▸ **Complete the following**
a. Translate this sentence from the Druid roll-up post into Spanish: "I am unable to understand since druid is new for me."
b. Decide whether each statement agrees with the Druid roll-up post. Answer yes or no, and quote the deciding words from the post. (i) The spec sets the segment granularity to DAY. (ii) The spec reads its input as JSON. (iii) The spec sets appendToExisting to false.

▸ **Extracted text**
──────────

How to roll-up on csv data

Hi , I am facing a problem in druid. I have a csv file and when I am passing same file with more value of same column then it is creating two separate records of same header.

Example: If I have a field { “date”: “17.03.2020” , “data” : 20 }, and when I am entering same data { “date”: “17.03.2020” , “data” : 30 } ,there should be count of 2 and sum would have been 50 of same day. But it is now creating same day with two different fields.

How can I do roll-up here based on certain query ? I am unable to understand since druid is new for me.

**my spec :- **

{

“type”: “index_parallel”,
“ioConfig”: {
“type”: “index_parallel”,
“inputSource”: {
“type”: “local”,
“baseDir”: “/Users/rg/Downloads/”,
“filter”: “newsqllab_untitled_query_2_06T072452.csv”
},
“inputFormat”: {
“type”: “csv”,
“findColumnsFromHeader”: true
},
“appendToExisting”: true
},
“tuningConfig”: {
“type”: “index_parallel”,
“partitionsSpec”: {
“type”: “dynamic”
}
},
“dataSchema”: {
“dataSource”: “test1”,
“granularitySpec”: {
“type”: “uniform”,
“queryGranularity”: “HOUR”,
“rollup”: true,
“segmentGranularity”: “DAY”
},
“timestampSpec”: {
“column”: “created_at”,
“format”: “auto”
},
“dimensionsSpec”: {
“dimensions”: [
“app_type”,
“attestation_url”,
“date”,
“deleted”,
“device_id”,
“device_type”,
“event_type”,
“ip_address”,
“month”,”country”,”state”,”district”,”location”,”city”,
“net_work_provider”,
“offline_to_online_sync”,
“os_type”,
“program_name”,
“role”,
“scan_in_time”,
“scan_out_time”,
“session_end_date”,
“session_name”,
“session_start_date”,
“timestamp”,
“topic_name”,
“traineerole”,
“updated_at”,
“user_id”
]
},
“metricsSpec”: [
{
“name”: “count”,
“type”: “count”
},
{
“name”: “sum_event_id”,
“type”: “longSum”,
“fieldName”: “event_id”
},
{
“name”: “sum_no_of_participants”,
“type”: “longSum”,
“fieldName”: “no_of_participants”
},
{
“name”: “sum_program_id”,
“type”: “longSum”,
“fieldName”: “program_id”
},
{
“name”: “sum_session_id”,
“type”: “longSum”,
“fieldName”: “session_id”
},
{
“name”: “sum_topic_id”,
“type”: “longSum”,
“fieldName”: “topic_id”

──────────

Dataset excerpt
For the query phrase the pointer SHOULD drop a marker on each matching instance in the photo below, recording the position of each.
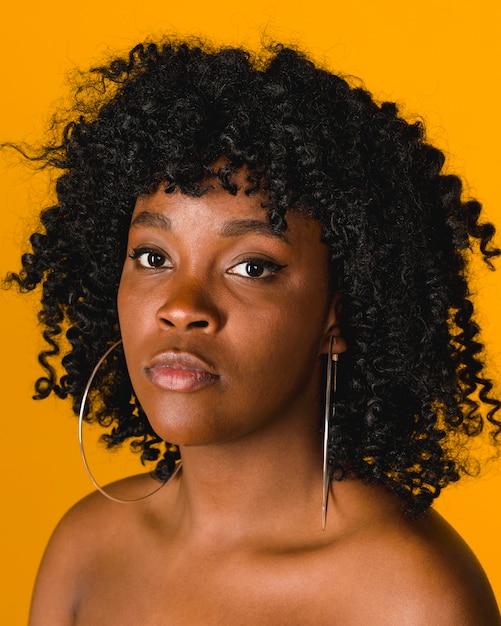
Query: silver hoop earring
(80, 437)
(330, 411)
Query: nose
(188, 306)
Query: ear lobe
(332, 328)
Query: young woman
(258, 264)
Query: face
(223, 321)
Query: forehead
(218, 210)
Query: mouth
(180, 371)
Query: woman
(258, 264)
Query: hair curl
(398, 231)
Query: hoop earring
(329, 413)
(80, 437)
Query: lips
(180, 371)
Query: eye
(150, 258)
(255, 268)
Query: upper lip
(181, 360)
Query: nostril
(200, 324)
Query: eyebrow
(235, 228)
(153, 220)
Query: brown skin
(228, 366)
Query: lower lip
(181, 380)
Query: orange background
(439, 58)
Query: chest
(187, 590)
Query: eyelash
(263, 265)
(137, 253)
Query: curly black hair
(412, 387)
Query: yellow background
(439, 58)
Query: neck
(264, 483)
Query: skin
(226, 360)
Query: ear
(332, 327)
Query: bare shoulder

──────────

▸ **Solutions in order**
a. No logro entenderlo, ya que druid es nuevo para mí.

b.
(i) Yes: “segmentGranularity”: “DAY”
(ii) No: “type”: “csv”
(iii) No: “appendToExisting”: true